RECORDS SHOWN:

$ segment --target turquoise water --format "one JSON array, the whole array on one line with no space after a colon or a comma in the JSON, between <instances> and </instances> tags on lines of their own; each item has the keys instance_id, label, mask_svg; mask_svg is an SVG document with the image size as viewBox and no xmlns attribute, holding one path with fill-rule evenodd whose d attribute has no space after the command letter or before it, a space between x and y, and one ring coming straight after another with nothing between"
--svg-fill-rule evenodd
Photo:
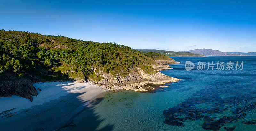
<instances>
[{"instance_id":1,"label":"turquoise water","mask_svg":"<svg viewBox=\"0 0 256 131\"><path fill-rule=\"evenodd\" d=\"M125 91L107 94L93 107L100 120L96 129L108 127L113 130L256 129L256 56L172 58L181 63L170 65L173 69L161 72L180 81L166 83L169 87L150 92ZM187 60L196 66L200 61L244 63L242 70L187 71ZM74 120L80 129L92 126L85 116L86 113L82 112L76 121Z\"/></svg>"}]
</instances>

...

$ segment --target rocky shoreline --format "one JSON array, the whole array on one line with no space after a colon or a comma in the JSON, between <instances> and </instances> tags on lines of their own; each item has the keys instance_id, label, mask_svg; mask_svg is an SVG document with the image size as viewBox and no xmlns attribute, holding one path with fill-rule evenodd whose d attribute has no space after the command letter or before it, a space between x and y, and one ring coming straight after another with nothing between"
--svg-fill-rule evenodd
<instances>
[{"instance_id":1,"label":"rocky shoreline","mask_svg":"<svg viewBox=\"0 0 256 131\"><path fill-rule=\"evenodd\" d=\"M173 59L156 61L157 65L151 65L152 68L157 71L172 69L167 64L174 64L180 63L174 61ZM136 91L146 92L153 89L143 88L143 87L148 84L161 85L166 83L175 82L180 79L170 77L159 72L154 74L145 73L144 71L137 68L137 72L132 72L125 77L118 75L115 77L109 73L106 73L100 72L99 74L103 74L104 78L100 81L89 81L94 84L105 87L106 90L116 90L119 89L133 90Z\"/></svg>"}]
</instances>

GOAL OF THE EXERCISE:
Extract each line of the records above that contains the string "shoreline", matching case exactly.

COMPLETED EXERCISE:
$ segment --target rocky shoreline --format "one JSON array, the whole array on one line with no space after a colon or a comma in the JSON, between <instances> and </instances> tags on lines of their own; each item has the keys instance_id, label, mask_svg; mask_svg is an SVG document with the image size as viewBox and no xmlns attribute, holding one path with fill-rule evenodd whose d attribute has no space after the command letter or before it, a space between x and y, and one ring coming straight after another with nothing between"
[{"instance_id":1,"label":"rocky shoreline","mask_svg":"<svg viewBox=\"0 0 256 131\"><path fill-rule=\"evenodd\" d=\"M173 59L156 61L157 65L151 65L152 68L157 71L172 69L167 64L174 64L180 63L174 61ZM136 91L146 92L153 89L143 88L143 87L148 84L161 85L166 83L175 82L180 79L170 77L159 72L154 74L145 73L144 71L137 68L137 72L132 72L125 77L118 75L115 77L109 73L106 73L100 72L99 74L103 74L104 78L100 81L89 81L94 84L105 87L106 90L116 90L119 89L133 90Z\"/></svg>"}]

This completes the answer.